Tugas
Jawab pertanyaan berikut berdasarkan bacaan tentang Sritex.
(a) Pada tanggal berapa foto gedung utama pabrik Sritex diambil?
(b) Berapa lama penulis blusukan ke desa-desa di sekitar Sritex?
(c) Undang-undang apa yang disebut mengatur pengalokasian sebagian keuntungan usaha bagi masyarakat dan lingkungan?

Bacaan
Gedung utama di bagian depan kompleks pabrik Sritex di Sukoharjo, Jawa Tengah, yang saya foto pada 5 April 2018. |
SETELAH dua hari berturut-turut (5-6
April 2018) blusukan ke desa-desa
binaan maupun bukan binaan Sritex untuk memetakan persoalan lingkungan alam,
ekonomi dan sosialnya, saya menemukan bahwa betapa pun hebatnya kontrak
produksi yang pernah diperoleh perusahaan tersebut dari berbagai negara dan
pemilik merek (mark-loan), tanggung
jawab perusahaan Sritex terhadap lingkungan alam, lingkungan sosial, dan
lingkungan ekonomi di sekitar kawasan pabriknya di Sukoharjo, Jawa Tengah patut
diacungi jempol terbalik
kali 1.000!
Saya bandingkan dengan
perusahaan-perusahaan berskala sedang dari klien-klien terdahulu saya, yang
melaksanakan pengelolaan lingkungan (tanggung jawab lingkungan) dan
pemberdayaan masyarakat (tanggung jawab sosial) dengan sebaik-baiknya,
mengalokasikan sebagian dari keuntungan usaha bagi kemaslahatan masyarakat dan
lingkungan di mana mereka beroperasi, sebagaimana diatur pemerintah dalam
Undang-Undang Perseroan Terbatas tahun 2007.

Data Tersimpan
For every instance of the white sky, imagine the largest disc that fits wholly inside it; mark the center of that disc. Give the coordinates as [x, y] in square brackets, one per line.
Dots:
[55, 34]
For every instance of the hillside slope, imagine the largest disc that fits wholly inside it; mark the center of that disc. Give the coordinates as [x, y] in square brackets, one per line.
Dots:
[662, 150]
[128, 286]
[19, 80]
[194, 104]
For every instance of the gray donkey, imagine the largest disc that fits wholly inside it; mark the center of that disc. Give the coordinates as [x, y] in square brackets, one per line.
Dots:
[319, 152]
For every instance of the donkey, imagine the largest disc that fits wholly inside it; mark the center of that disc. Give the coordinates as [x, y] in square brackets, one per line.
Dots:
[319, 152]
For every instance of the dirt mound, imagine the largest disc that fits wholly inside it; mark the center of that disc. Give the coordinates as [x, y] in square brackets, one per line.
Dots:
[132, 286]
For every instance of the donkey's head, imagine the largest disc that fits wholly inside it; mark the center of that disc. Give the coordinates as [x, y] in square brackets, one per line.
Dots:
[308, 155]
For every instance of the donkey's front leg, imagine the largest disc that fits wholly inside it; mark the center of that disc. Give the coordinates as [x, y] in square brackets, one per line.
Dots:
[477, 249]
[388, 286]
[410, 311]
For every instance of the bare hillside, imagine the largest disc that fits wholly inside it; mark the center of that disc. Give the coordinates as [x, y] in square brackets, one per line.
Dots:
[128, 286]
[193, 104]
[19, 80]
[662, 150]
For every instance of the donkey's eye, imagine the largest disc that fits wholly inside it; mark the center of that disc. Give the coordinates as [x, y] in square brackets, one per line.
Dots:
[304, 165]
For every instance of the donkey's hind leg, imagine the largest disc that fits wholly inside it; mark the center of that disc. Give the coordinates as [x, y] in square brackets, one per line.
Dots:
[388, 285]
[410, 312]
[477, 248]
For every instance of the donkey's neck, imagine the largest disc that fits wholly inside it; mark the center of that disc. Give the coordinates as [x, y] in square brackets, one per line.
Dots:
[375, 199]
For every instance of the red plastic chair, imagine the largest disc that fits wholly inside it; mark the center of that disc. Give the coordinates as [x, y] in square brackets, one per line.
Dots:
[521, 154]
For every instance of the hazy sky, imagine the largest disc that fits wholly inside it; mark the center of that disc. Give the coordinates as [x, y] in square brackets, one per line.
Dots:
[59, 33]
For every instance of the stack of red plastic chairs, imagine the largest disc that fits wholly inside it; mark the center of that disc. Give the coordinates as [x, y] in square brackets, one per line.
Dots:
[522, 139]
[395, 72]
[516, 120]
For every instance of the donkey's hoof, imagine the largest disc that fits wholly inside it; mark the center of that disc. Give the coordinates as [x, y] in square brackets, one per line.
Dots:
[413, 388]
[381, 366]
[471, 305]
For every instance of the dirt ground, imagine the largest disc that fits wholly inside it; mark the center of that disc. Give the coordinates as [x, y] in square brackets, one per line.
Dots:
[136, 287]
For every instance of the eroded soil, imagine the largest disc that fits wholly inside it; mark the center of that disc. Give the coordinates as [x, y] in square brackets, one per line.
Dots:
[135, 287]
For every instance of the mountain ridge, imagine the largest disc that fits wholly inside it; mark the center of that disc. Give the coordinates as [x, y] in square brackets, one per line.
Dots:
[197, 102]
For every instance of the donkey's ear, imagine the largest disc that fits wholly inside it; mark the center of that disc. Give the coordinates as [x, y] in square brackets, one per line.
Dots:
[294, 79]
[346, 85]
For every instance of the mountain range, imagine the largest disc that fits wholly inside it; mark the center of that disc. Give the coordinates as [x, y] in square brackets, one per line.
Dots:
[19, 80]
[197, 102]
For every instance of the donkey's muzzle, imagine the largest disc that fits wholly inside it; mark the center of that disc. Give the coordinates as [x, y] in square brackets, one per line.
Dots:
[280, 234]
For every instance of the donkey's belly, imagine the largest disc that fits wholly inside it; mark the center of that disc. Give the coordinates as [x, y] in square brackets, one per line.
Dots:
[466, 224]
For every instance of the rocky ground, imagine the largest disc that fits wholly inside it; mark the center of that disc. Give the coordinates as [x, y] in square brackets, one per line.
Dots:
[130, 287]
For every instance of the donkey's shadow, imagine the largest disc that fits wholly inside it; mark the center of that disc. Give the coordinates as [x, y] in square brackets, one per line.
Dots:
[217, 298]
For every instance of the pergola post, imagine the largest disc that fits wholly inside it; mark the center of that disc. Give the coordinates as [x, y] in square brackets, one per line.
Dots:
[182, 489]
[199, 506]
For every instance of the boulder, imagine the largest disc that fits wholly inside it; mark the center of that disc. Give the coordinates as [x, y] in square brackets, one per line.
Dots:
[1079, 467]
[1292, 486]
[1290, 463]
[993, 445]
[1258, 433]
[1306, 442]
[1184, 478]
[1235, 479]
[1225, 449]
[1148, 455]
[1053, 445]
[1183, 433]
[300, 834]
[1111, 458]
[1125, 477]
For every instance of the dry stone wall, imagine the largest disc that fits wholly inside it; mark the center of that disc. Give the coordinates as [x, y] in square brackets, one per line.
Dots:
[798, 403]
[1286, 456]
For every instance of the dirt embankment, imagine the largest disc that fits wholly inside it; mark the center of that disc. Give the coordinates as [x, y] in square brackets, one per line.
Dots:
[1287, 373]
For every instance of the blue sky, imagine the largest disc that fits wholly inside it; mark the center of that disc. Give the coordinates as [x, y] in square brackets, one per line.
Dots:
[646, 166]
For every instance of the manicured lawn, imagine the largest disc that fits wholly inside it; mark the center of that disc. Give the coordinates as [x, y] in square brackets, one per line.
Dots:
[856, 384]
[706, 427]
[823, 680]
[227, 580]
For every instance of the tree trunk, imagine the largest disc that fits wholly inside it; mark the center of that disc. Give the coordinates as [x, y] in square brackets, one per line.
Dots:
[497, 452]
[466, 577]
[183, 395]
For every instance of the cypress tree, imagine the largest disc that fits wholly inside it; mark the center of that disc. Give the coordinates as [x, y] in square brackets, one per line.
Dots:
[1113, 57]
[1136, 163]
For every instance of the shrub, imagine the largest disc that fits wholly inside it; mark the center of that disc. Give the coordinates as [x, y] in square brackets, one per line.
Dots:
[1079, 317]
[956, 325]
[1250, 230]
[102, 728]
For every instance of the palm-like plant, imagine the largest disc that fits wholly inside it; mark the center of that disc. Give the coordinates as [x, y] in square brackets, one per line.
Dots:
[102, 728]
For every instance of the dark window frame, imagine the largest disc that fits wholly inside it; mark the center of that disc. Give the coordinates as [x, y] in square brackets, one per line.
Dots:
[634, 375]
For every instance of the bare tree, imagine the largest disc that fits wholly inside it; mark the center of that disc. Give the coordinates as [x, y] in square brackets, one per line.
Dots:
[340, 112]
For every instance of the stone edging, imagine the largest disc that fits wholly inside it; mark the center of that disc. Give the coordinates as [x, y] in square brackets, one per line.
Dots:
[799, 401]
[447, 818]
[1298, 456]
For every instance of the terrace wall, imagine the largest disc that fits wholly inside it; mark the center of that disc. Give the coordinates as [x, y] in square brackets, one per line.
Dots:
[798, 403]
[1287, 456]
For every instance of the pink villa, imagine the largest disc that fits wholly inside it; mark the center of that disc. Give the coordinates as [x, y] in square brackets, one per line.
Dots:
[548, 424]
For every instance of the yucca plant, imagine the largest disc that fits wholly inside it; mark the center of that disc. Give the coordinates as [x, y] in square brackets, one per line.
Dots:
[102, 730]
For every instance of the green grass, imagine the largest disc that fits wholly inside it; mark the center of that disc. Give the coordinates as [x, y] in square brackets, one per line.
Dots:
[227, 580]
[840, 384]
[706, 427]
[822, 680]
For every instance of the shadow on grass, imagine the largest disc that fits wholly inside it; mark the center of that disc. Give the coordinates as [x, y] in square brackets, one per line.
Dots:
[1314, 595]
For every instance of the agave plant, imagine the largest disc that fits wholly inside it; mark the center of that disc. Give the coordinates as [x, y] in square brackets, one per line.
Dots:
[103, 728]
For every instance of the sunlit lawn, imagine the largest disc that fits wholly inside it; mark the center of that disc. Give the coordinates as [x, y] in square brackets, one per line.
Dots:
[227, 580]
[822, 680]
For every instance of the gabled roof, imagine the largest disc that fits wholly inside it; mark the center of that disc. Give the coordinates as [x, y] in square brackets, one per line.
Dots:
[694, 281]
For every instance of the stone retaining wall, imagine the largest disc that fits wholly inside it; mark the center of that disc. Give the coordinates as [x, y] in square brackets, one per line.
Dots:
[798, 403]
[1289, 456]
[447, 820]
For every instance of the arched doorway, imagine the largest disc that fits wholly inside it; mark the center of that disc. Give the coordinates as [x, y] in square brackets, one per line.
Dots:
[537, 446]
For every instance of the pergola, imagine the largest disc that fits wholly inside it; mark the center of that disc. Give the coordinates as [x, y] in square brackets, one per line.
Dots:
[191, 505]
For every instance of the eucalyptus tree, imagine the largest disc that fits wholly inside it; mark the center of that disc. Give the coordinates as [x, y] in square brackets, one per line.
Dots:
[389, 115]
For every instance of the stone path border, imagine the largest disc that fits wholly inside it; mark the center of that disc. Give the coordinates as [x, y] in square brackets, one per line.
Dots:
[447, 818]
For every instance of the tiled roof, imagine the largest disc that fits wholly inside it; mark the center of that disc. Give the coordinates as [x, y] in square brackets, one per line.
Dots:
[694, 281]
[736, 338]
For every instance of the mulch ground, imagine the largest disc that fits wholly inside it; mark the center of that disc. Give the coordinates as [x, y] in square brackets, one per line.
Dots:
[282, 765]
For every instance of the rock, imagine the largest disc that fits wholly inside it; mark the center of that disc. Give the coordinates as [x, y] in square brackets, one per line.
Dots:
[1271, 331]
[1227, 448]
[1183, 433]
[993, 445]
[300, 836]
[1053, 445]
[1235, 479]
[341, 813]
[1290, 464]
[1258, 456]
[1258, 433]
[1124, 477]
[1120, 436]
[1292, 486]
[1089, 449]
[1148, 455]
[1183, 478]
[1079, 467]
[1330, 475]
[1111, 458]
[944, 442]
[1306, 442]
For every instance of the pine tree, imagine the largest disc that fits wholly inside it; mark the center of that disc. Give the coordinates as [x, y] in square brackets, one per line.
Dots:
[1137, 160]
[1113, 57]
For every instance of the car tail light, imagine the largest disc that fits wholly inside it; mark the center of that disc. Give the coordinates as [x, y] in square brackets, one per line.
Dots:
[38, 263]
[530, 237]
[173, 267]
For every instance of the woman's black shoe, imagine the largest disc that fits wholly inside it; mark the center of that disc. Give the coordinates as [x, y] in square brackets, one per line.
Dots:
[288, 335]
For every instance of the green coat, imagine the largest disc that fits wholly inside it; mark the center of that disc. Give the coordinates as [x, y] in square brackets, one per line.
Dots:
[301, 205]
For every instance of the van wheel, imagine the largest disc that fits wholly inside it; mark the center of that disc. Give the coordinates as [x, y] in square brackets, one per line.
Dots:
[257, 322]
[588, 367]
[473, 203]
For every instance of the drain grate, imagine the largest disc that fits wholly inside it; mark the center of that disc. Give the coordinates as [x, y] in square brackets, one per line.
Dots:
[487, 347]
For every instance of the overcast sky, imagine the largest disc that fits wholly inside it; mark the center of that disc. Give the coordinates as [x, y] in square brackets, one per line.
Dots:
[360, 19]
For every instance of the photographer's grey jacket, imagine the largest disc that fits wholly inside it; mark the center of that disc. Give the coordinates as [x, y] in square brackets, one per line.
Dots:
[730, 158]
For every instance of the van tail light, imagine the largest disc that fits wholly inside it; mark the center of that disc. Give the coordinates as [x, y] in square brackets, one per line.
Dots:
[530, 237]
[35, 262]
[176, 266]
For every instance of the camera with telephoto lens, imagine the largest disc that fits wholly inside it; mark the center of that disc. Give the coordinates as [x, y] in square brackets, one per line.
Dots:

Jawaban Latihan
(a) 5 April 2018.
(b) Dua hari berturut-turut, yaitu 5–6 April 2018.
(c) Undang-Undang Perseroan Terbatas tahun 2007.